- [Data shown]:
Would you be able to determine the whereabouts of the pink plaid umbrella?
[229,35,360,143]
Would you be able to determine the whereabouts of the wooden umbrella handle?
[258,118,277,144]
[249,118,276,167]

- [Your instructions]:
Turn each line of the entries above into a numbered list, omitting any blank lines.

- [Expected answer]:
1. Would you be able to determine the whereabouts of the pink plaid umbrella?
2. [229,35,360,143]
3. Would you be able to determine the whereabouts of the wooden umbrella handle?
4. [258,118,277,144]
5. [249,118,276,167]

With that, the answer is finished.